EGGLESS CHOCO VANILLA NAN KHATAI

How to make Choco Vanilla Nankhatai at home | Eggless Choco Vanilla Cookies with & without oven recipe with all details , step by step pictures and video recipe.

This Wheat Flour Cute Nan Khatais / cookies are crunchy and perfect with a cup of hot Tea or Coffee One can store this nankhatais for 15 to 20 days in an air tight container .

Earlier in blog I have posted Wheat flour Nan Khatai . Here sharing the recipe with and without oven.

In this recipe i used Homemade Ghee (Clarified Butter), this gives extra smoothness and soft texture to cookies. Most importantly its always available in every home 🙂 🙂

Checkout the video recipe here..

INGREDIENTS:

  • 2/3 cup Wheat Flour
  • 1/4 cup Maida
  • 1/2 cup Sugar – Powdered
  • 1/2 cup Ghee
  • 1 tsp Vanilla essence
  • 2 tbsp Cocoa Powder
  • 1/2 tsp Baking Powder
  • Almond and Pistachio Slivers , to Garnish

METHOD:

Sieve Wheat flour, Maida , Baking Powder nicely.

Now mix Sugar powder with flour mixture.

Now slowly add Ghee. Dont add all at a time. Keep adding and kneading …

Now divide in two parts. Add cocoa powder in one part and vanilla essence in another.

Knead a smooth dough with Ghee. So now you have two types of dough.

Equally divide this dough and make small slightly flattened balls.

you can give any shape as per like and convenience. Each cookie ball will show lovely and unique marble design on cookie. Dont make cookie balls too big. Small looks cute 🙂 🙂

Creat a small depression on top of nankhatai. Fill it with some almond and pistachio slivers .. Now its ready to bake.

Record set:
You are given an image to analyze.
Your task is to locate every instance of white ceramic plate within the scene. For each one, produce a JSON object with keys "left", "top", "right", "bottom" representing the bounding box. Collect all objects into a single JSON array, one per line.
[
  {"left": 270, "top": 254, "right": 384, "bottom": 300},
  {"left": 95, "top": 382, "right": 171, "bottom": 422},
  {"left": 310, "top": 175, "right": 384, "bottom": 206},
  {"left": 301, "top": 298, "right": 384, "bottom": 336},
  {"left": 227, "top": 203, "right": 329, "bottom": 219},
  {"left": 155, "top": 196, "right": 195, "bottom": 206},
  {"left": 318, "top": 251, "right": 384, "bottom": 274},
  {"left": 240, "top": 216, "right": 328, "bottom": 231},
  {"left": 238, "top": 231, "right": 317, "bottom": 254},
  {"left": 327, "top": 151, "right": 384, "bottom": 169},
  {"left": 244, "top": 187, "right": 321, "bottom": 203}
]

Requests:
1 - Output the nankhatai recipe between "EGGLESS CHOCO VANILLA NAN KHATAI" and "tight container .", inclusive.
2 - Using the nankhatai recipe above the rows, say whether each statement agrees with it. Answer yes or no for each, and quote the words of the recipe that decide it.
(a) The nankhatais can be kept for 15 to 20 days in an airtight container.
(b) All of the ghee should be added to the flour mixture at once.
(c) Cocoa powder goes into one part of the mixture and vanilla essence into the other.
3 - How much cocoa powder does the nankhatai recipe above the rows call for?

Solutions:
1 -
EGGLESS CHOCO VANILLA NAN KHATAI

How to make Choco Vanilla Nankhatai at home | Eggless Choco Vanilla Cookies with & without oven recipe with all details , step by step pictures and video recipe.

This Wheat Flour Cute Nan Khatais / cookies are crunchy and perfect with a cup of hot Tea or Coffee One can store this nankhatais for 15 to 20 days in an air tight container .

2 -
(a) Yes: "One can store this nankhatais for 15 to 20 days in an air tight container"
(b) No: "Dont add all at a time."
(c) Yes: "Add cocoa powder in one part and vanilla essence in another."

3 - 2 tbsp